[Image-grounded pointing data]
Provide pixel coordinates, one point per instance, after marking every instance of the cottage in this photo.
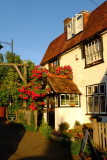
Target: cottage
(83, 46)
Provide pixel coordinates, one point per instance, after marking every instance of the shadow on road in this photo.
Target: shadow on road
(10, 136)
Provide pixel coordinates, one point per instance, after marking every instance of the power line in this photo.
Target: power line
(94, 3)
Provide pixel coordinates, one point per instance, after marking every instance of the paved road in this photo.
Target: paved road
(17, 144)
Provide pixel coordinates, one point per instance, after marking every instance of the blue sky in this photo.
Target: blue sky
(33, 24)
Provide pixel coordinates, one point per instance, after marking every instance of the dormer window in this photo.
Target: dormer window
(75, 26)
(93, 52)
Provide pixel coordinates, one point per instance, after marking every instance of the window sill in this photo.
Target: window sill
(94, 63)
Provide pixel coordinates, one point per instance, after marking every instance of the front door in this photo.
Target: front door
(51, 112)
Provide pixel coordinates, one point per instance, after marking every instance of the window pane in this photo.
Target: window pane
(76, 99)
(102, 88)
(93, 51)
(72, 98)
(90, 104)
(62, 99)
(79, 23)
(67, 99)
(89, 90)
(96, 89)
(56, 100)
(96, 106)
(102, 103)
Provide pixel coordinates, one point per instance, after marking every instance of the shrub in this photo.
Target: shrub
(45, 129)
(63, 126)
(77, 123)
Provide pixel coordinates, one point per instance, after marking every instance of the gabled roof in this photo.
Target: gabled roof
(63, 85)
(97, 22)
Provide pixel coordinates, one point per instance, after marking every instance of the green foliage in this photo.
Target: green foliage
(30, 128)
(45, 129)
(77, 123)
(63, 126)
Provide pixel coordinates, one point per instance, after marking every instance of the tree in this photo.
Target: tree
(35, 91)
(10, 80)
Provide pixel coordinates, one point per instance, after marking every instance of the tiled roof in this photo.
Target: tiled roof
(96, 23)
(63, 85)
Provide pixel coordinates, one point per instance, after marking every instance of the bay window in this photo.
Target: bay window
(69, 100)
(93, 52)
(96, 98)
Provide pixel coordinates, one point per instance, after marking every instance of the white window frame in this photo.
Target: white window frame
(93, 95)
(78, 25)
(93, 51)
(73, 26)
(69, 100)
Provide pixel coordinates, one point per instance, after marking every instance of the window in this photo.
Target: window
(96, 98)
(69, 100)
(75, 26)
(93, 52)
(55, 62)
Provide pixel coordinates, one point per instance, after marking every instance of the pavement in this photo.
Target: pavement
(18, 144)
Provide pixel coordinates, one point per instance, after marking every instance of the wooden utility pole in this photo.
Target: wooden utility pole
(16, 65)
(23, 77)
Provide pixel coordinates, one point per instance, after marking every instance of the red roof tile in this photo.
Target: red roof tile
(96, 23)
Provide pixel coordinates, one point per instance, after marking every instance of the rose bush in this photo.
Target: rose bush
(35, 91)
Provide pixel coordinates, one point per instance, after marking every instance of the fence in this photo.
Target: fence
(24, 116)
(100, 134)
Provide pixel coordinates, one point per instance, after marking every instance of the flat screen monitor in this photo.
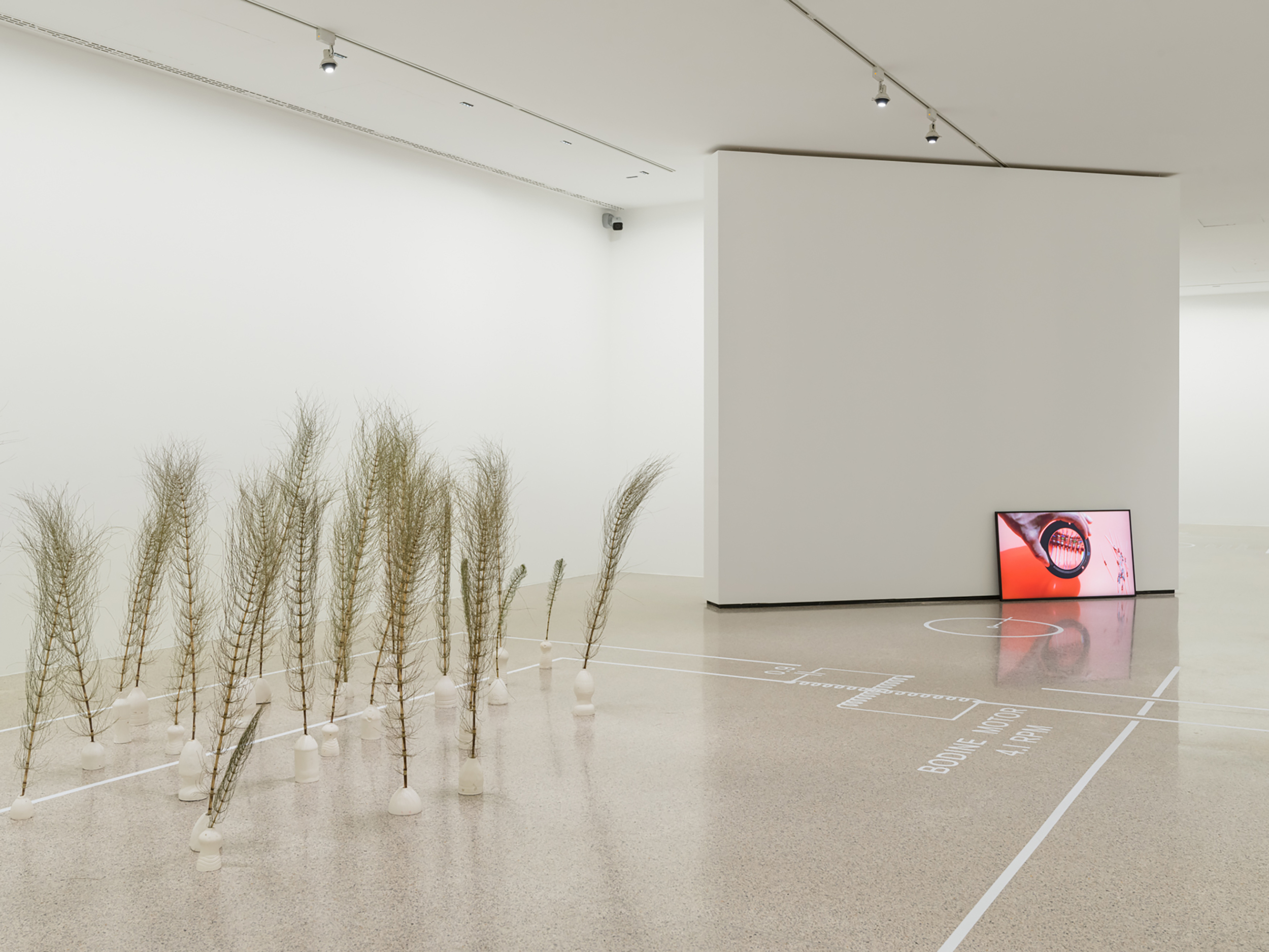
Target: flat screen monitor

PROBLEM DESCRIPTION:
Your answer should be the lines of the records that include the word "flat".

EXERCISE OUTPUT:
Provide pixel coordinates, one point per instance, after marking every instance of the flat screen monitor in this photo.
Target: flat screen monitor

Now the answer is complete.